▶ _Document segment_
==============================

In Lab 1 we use plain HTTP on localhost. In production, always use HTTPS.
HTTP is Stateless
Each HTTP request is completely independent. The server has no memory of previous requests.
Request 1: GET /page1 → Server: "Who are you? Don't care, here's page1"
Request 2: GET /page2 → Server: "Who are you? Don't care, here's page2"
Problem: How does a site know you’re logged in?
Solution: The client sends proof of identity with every request.
- Cookies — browser stores a token, sends it automatically
- Bearer tokens — JS code sends a token in the
Authorizationheader
Python Sockets
A socket is an OS abstraction for a network connection.
import socket
# AF_INET = IPv4
# SOCK_STREAM = TCP (stream of bytes, reliable)
s = socket.socket(socket.AF_INET, socket.SOCK_STREAM)

==============================

▶ _Required task 1_
In the notes on HTTP and Python sockets, what is a socket described as?
▶ _Required task 2_
Continue the notes on HTTP and Python sockets from the line that creates the socket.
The material after this text was taken from a different source.

▶ _Available data_

==============================

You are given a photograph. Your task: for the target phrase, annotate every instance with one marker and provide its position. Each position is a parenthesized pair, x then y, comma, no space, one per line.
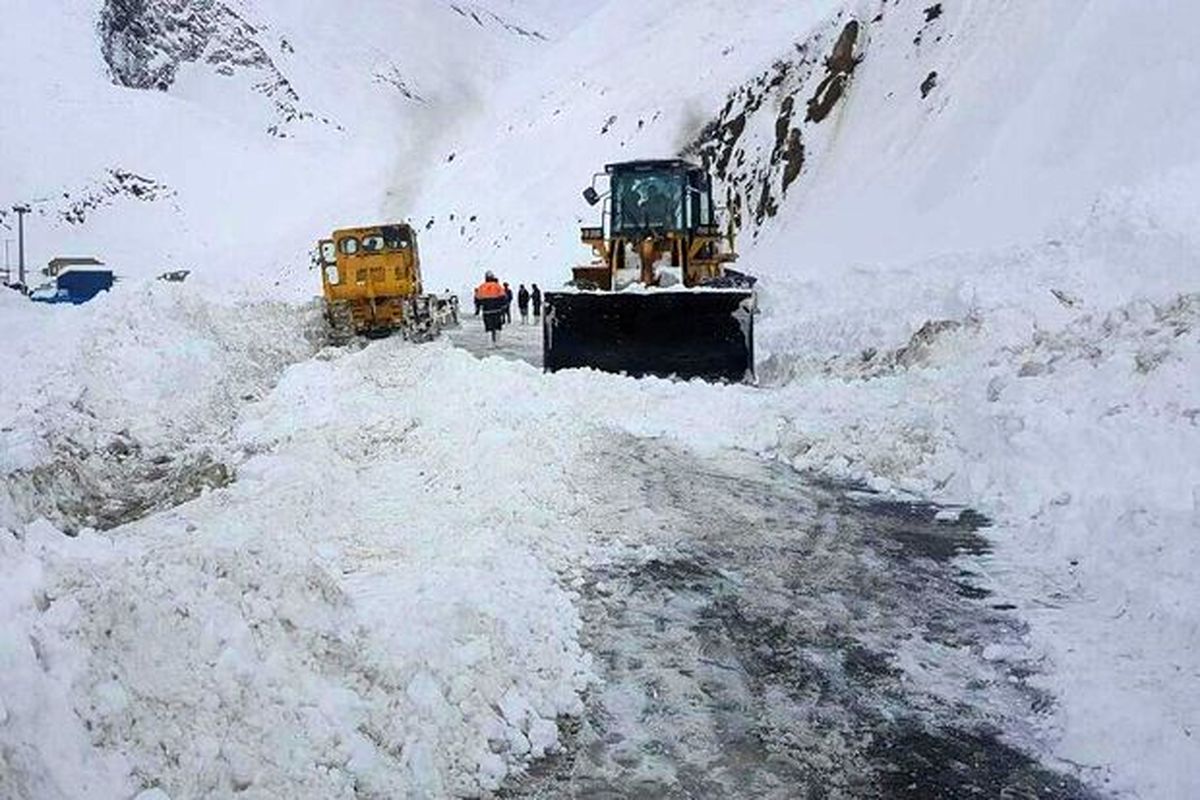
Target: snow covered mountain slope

==============================

▶ _Exercise result 1_
An OS abstraction for a network connection.

▶ _Exercise result 2_
Every network library — requests, urllib, Django, Flask — uses sockets under the hood. You’re cutting out the middlemen.
# SO_REUSEADDR: allow reuse of port immediately after crash
s.setsockopt(socket.SOL_SOCKET, socket.SO_REUSEADDR, 1)
Binding and Listening
# Bind: claim a port on this machine
s.bind(('localhost', 8000))
# Listen: enter a state of waiting for connections
# The argument (5) is the backlog — how many connections
# to queue before refusing new ones
s.listen(5)
print("Server running on http://localhost:8000")
After listen(), the socket is a passive socket — it only accepts connections, it doesn’t send or receive data directly.
Accepting Connections
while True:
# accept() blocks until a client connects
# Returns a NEW socket for this specific connection
conn, addr = s.accept()
print(f"Connection from {addr}")
# conn is a fresh socket just for this client
# s is still listening for more connections
data = conn.recv(4096) # receive up to 4096 bytes
print(data.decode('utf-8'))
conn.close()
s.accept() → waits
conn.recv(n) → waits for up to n bytes from this client
Receiving and Sending Data
# Receiving
raw_bytes = conn.recv(4096)
text = raw_bytes.decode('utf-8')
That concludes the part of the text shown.